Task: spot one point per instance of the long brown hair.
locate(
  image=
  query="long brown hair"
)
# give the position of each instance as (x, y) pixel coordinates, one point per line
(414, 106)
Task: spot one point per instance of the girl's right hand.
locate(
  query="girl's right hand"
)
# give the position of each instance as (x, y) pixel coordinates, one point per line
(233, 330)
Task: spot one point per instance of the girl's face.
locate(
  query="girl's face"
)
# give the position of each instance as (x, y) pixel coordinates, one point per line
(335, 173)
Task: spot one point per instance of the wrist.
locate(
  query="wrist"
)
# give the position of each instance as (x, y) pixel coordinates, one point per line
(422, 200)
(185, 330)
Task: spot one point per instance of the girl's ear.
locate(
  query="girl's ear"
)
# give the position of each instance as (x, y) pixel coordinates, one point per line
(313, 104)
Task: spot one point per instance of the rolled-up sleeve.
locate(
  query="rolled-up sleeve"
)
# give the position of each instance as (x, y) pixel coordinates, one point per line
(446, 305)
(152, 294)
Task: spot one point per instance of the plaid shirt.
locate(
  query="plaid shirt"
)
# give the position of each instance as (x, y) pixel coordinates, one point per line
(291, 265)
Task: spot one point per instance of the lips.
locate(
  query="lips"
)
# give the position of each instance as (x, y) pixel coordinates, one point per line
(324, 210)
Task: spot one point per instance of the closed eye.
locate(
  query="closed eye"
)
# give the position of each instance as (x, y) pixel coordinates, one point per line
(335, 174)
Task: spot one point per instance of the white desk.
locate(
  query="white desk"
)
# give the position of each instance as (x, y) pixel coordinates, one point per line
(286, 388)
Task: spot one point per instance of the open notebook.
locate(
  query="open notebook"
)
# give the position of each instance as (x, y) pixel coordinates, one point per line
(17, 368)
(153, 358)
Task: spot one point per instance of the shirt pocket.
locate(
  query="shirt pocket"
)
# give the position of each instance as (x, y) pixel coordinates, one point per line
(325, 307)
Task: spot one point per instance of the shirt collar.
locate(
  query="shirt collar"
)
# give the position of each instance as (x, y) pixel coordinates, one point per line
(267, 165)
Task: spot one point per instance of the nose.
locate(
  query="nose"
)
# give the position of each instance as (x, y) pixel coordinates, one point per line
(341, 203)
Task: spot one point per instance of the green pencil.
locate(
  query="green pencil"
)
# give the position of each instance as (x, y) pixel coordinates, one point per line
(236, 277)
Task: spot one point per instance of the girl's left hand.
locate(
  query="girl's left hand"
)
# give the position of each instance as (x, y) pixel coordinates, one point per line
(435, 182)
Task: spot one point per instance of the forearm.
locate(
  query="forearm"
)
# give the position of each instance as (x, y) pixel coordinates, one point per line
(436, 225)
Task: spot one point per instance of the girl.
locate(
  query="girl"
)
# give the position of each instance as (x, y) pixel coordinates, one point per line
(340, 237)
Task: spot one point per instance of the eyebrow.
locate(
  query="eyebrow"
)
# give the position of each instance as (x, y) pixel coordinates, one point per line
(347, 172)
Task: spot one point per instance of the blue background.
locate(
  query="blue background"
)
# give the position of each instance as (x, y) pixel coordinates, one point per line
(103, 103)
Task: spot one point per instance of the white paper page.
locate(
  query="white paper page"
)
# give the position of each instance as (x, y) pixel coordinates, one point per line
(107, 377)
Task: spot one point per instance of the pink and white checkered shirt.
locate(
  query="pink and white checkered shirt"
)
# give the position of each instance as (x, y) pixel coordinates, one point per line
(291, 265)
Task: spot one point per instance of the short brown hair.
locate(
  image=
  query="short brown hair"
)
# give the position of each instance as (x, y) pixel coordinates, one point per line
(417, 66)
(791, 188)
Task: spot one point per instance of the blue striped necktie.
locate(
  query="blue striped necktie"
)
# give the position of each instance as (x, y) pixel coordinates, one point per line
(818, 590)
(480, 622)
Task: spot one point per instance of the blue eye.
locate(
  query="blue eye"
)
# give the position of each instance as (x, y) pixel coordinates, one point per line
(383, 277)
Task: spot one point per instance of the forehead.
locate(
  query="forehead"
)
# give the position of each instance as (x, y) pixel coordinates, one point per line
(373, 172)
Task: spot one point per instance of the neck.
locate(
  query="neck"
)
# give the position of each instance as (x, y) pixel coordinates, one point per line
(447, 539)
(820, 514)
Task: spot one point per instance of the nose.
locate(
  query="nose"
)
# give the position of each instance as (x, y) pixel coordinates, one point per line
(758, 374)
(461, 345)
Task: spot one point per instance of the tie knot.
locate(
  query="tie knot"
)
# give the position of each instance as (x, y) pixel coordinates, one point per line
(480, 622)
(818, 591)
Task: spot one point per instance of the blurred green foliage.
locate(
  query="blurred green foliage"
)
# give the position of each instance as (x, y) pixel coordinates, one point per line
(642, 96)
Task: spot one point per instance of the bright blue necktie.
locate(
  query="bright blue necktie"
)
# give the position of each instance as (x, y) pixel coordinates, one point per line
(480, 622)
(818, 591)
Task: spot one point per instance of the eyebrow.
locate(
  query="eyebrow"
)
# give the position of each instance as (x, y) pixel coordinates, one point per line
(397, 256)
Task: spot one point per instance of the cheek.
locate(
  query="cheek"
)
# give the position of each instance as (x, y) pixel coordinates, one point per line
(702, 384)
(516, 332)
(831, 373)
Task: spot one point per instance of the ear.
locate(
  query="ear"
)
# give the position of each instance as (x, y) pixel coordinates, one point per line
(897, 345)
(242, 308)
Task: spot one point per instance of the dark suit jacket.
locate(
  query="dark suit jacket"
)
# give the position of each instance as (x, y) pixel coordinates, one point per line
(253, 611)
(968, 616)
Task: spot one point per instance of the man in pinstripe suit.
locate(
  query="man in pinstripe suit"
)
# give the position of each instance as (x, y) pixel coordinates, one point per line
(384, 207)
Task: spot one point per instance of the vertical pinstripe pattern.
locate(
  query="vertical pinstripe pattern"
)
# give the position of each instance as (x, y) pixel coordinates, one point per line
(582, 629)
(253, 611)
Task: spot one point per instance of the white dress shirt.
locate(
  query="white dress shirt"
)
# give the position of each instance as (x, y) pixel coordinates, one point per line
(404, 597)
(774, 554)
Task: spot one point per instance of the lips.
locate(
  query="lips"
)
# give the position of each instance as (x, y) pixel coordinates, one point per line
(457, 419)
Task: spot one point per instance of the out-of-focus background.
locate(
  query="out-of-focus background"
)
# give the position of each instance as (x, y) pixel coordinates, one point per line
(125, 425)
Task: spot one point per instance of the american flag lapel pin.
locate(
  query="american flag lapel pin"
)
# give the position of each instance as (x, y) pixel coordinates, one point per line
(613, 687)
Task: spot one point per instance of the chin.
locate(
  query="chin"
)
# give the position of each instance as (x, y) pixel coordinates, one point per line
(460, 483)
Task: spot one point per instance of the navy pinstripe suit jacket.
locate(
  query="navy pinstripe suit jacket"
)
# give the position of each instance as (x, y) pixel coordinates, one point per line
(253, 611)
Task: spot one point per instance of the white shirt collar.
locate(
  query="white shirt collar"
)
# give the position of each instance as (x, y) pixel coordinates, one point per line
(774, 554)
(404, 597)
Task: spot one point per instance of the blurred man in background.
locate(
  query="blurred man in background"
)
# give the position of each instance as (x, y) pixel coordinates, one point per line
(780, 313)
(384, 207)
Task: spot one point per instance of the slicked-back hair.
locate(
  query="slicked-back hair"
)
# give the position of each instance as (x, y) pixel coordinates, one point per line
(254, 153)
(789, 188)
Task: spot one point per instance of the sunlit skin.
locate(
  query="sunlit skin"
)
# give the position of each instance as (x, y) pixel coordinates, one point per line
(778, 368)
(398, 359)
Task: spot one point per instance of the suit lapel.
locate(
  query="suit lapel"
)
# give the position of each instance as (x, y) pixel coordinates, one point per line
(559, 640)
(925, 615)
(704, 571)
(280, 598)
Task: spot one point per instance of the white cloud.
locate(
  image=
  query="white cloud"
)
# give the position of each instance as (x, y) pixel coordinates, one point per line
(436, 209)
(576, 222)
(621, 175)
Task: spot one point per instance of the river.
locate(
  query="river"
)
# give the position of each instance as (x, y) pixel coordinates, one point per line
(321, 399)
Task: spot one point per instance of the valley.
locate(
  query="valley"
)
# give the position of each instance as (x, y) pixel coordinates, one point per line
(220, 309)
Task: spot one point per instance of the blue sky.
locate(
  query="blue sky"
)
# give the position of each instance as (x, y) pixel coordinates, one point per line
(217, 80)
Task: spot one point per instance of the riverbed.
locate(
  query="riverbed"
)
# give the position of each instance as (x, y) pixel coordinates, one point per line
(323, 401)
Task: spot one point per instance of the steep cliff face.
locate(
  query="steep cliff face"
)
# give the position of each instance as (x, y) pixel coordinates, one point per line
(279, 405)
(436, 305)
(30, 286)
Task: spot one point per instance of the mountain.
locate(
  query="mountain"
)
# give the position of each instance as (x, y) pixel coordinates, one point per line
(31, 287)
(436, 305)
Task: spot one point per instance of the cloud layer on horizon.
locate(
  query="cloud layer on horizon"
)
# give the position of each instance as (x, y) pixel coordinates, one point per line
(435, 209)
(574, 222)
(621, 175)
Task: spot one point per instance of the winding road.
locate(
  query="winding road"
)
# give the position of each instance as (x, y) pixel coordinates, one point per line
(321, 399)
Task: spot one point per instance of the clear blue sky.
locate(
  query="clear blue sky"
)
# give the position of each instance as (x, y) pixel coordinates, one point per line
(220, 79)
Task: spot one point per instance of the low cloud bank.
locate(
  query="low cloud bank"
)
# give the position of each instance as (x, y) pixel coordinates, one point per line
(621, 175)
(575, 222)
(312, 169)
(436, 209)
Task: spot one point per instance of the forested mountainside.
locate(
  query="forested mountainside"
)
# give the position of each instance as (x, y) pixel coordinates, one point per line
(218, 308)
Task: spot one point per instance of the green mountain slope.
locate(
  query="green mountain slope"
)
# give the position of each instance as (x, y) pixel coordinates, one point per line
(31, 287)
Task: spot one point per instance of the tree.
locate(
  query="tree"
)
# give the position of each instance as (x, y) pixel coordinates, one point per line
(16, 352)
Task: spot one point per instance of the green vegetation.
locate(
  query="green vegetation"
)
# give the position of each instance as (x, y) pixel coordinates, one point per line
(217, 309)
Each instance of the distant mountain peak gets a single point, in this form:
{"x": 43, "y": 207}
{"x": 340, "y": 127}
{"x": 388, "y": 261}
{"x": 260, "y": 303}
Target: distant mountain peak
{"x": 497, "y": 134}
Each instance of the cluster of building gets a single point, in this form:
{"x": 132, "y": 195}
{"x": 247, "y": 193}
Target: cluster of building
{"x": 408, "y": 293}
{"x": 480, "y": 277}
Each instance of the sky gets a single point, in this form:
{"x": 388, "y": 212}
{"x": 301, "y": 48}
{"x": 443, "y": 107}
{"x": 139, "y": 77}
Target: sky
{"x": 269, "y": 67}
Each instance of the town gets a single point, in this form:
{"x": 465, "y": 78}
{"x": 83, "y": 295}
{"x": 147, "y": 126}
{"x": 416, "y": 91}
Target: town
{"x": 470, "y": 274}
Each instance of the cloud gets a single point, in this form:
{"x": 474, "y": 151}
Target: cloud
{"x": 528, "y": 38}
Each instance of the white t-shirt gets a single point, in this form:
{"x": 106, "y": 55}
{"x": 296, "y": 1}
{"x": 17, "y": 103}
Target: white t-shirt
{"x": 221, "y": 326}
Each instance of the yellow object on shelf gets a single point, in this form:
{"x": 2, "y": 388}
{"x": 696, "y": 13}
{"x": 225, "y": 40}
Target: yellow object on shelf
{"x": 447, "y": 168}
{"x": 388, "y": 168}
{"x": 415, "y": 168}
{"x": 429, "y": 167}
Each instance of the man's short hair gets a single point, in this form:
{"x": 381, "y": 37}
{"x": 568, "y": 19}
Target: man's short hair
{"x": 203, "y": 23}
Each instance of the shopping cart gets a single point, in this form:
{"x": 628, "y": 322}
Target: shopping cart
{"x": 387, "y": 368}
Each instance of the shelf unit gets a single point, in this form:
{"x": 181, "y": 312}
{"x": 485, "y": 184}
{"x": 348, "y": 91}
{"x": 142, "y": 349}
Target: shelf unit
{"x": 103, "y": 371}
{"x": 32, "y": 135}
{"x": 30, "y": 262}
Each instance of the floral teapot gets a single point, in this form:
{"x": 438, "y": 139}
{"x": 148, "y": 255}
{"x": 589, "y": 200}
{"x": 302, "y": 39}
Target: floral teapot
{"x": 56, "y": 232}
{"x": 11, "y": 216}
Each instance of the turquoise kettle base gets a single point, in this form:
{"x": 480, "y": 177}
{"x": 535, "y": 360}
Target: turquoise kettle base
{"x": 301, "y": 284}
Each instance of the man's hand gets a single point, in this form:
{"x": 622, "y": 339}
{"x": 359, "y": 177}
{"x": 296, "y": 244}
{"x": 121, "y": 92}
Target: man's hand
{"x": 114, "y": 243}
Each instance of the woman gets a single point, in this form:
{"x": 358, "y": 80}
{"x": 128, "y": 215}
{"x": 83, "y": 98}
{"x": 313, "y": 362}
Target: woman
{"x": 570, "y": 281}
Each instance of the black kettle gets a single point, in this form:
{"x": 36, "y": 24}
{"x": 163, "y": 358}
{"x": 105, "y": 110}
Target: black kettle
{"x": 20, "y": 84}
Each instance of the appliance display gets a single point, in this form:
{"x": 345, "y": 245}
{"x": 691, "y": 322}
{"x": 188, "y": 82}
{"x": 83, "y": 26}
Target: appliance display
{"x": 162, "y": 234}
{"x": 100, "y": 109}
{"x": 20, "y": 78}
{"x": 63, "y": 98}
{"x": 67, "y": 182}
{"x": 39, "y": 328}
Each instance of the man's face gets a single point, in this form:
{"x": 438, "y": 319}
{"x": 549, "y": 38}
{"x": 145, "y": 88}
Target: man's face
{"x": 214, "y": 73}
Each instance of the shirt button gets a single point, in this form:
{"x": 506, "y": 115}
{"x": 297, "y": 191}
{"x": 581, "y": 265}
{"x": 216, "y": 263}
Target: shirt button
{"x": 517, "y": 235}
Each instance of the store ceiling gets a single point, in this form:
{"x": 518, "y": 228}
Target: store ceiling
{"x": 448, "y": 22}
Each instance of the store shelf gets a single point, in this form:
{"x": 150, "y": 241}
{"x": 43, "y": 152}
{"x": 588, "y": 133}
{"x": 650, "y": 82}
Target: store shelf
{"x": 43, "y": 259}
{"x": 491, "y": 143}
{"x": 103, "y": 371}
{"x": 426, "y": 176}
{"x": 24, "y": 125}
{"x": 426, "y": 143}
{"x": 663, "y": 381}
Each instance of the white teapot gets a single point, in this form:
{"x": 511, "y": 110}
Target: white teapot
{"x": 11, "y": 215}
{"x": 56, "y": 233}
··········
■ **TASK INSTRUCTIONS**
Produce an exact repeat of the lines from the one containing "Each instance of the store ceiling" through the last line of the data, and nothing more.

■ **FULL ANSWER**
Each instance of the store ceiling gets a single point, in this form:
{"x": 518, "y": 228}
Target: store ceiling
{"x": 448, "y": 22}
Each instance of the store shelf gets a single point, in this form:
{"x": 150, "y": 241}
{"x": 43, "y": 152}
{"x": 588, "y": 133}
{"x": 650, "y": 82}
Target: store shelf
{"x": 43, "y": 259}
{"x": 491, "y": 143}
{"x": 103, "y": 371}
{"x": 426, "y": 176}
{"x": 24, "y": 125}
{"x": 426, "y": 143}
{"x": 663, "y": 381}
Each instance of the white teapot gets a single point, in this form:
{"x": 511, "y": 110}
Target: white teapot
{"x": 11, "y": 215}
{"x": 56, "y": 233}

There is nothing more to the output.